▶ Complete the following
1. Decide whether each statement agrees with the Exploit IQ self-hosted models text below. Answer yes or no for each, and quote the exact words from the text that decide it.
(a) The chart can run the Llama 3.1 70B model and the Llama 3.1 8B model together.
(b) The installation commands are meant to be run from the repository root directory.
(c) Tolerations have to be configured on every cluster.
2. Summarize the Exploit IQ self-hosted models text below in two sentences.

▶ Text provided
◇ ◇ ◇ ◇ ◇
Exploit IQ Self-Hosted Models

Overview

This repository contains an umbrella Helm chart for deploying AI models for the Exploit IQ platform. The chart deploys:

Embedding model: NVIDIA NIM embedding model (nv-embedqa-e5-v5) for creating vector embeddings
LLM: One of the following large language models:
- Llama 3.1 70B Instruct (4-bit quantization) with vLLM
- NVIDIA NIM Llama 3.1 8B Instruct (16-bit quantization)

Note: Only one LLM can be deployed at a time. The chart enforces this constraint to prevent resource conflicts.

Prerequisites

Before installing this chart, ensure you have:

OpenShift cluster with GPU support
GPU nodes with NVIDIA drivers installed
NGC API key from NVIDIA (obtain one here)
Helm 3.x installed on your local machine
oc configured to access your cluster

Installation

Note: Run all commands from the repository root directory.

Step 1: Create the namespace

Create a dedicated namespace for the models:

oc new-project exploit-iq-models

Step 2: Prepare your NGC API key

Export your NGC API key as an environment variable:

export NGC_API_KEY=<your-ngc-api-key>

Replace <your-ngc-api-key> with your actual NGC API key.

Step 3: Create a custom values file

Create a custom values file with your NGC API key:

sed -E 's/ \&ngc-api-key changeme/ \&ngc-api-key '$NGC_API_KEY'/' \
  exploit-iq-models/values.yaml > \
  exploit-iq-models/custom-values.yaml

Step 4: Configure tolerations (if needed)

If your cluster has GPU nodes with taints, you must configure tolerations in your custom values file. Edit custom-values.yaml and uncomment the toleration sections for each component as shown in the file comments.
◇ ◇ ◇ ◇ ◇
▶ Listed entries
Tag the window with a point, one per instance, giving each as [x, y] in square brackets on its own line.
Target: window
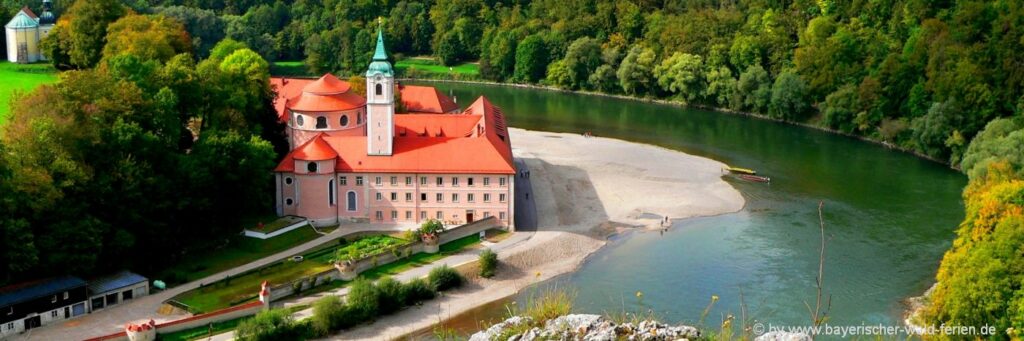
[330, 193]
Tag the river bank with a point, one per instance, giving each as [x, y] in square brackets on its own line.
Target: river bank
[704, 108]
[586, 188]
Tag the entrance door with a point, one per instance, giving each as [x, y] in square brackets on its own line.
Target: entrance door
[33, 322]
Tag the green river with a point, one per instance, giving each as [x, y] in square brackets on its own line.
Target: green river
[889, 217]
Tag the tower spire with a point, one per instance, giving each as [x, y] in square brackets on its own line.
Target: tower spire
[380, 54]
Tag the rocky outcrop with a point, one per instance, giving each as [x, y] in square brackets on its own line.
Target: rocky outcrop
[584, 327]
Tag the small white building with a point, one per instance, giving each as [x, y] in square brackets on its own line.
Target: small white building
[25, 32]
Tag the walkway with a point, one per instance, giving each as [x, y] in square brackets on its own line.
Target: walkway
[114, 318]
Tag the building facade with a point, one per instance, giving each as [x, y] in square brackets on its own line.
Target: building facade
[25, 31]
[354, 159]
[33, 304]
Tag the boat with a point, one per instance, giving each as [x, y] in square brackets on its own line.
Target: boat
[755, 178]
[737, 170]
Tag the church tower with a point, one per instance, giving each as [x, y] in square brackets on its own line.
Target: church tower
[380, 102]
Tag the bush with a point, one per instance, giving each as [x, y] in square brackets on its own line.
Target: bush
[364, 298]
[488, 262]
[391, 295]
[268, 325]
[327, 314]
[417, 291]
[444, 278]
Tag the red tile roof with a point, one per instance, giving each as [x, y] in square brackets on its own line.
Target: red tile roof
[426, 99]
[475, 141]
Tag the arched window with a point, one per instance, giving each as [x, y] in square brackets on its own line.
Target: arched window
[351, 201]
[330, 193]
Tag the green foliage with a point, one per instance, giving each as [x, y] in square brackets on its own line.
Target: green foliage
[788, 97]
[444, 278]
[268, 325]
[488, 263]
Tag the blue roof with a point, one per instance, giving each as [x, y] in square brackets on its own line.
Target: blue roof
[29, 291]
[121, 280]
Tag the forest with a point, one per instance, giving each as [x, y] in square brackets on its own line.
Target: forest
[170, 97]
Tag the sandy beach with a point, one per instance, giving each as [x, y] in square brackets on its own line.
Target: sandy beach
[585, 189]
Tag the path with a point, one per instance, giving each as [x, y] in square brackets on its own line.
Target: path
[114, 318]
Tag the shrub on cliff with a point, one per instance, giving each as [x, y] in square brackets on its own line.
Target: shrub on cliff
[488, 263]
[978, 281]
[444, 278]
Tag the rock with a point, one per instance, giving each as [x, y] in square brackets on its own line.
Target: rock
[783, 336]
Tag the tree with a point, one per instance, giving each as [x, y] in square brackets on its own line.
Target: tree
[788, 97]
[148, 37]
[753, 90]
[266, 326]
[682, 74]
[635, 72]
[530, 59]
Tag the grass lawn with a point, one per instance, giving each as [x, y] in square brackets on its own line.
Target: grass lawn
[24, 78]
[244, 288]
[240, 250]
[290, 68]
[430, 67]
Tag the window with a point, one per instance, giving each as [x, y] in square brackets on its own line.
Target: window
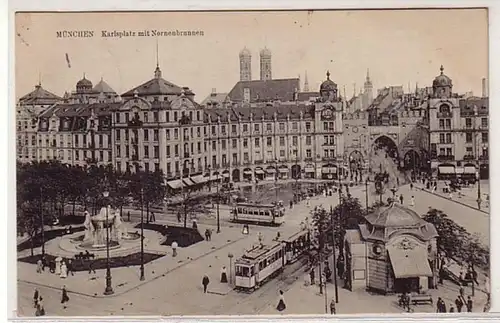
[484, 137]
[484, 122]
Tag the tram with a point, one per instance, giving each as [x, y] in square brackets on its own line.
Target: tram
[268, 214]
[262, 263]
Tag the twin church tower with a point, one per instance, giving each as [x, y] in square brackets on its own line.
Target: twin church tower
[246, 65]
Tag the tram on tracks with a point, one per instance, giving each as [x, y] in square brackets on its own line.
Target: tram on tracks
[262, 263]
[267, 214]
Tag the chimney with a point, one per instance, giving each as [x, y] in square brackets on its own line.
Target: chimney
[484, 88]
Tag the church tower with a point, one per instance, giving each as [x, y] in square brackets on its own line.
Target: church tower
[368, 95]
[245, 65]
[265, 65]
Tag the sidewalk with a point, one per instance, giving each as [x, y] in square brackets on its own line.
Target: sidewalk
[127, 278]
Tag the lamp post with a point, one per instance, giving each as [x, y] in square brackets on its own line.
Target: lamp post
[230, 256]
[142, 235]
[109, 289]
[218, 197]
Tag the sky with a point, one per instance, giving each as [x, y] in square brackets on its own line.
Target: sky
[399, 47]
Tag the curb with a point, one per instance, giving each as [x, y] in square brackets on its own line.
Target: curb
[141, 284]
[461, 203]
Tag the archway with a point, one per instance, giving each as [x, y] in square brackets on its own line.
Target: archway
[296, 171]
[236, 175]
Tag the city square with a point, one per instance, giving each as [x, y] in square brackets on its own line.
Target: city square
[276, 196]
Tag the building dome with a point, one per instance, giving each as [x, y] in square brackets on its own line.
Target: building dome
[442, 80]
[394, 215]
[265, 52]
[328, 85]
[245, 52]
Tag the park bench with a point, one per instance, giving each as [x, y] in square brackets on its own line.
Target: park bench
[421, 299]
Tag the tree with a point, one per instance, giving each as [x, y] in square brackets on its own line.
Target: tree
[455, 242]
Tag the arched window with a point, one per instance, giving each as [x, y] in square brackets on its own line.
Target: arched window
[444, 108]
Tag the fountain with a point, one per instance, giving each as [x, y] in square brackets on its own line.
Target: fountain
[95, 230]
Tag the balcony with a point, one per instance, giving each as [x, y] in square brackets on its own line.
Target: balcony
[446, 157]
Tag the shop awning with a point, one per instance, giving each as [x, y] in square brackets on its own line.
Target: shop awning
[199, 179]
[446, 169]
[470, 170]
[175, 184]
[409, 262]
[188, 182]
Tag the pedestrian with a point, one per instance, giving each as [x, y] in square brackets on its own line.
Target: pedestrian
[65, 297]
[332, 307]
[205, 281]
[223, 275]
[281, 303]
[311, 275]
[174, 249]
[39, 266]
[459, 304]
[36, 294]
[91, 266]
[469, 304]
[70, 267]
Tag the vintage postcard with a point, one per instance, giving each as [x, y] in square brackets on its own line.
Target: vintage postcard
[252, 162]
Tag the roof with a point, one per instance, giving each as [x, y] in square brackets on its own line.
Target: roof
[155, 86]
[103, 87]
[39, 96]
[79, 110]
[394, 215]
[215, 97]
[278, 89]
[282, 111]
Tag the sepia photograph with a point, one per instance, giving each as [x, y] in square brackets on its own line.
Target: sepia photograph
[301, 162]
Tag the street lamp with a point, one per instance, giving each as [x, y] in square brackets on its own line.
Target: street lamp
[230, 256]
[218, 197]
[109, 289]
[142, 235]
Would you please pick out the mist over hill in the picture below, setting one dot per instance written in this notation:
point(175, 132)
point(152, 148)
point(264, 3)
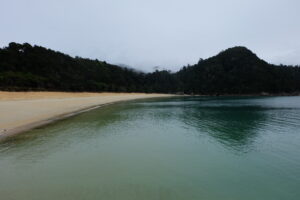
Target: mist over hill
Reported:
◇ ◇ ◇ ◇ ◇
▶ Answer set
1.
(a) No: "Only one LLM can be deployed at a time."
(b) Yes: "Run all commands from the repository root directory."
(c) No: "If your cluster has GPU nodes with taints, you must configure tolerations in your custom values file."

2. An umbrella Helm chart deploys AI models for the Exploit IQ platform: an NVIDIA NIM embedding model and one large language model, either Llama 3.1 70B Instruct with vLLM or NVIDIA NIM Llama 3.1 8B Instruct, but never both at once. Installation requires an OpenShift cluster with GPU support and an NGC API key, and it proceeds by creating a namespace, exporting the key, and generating a custom values file, with tolerations added there if the GPU nodes have taints.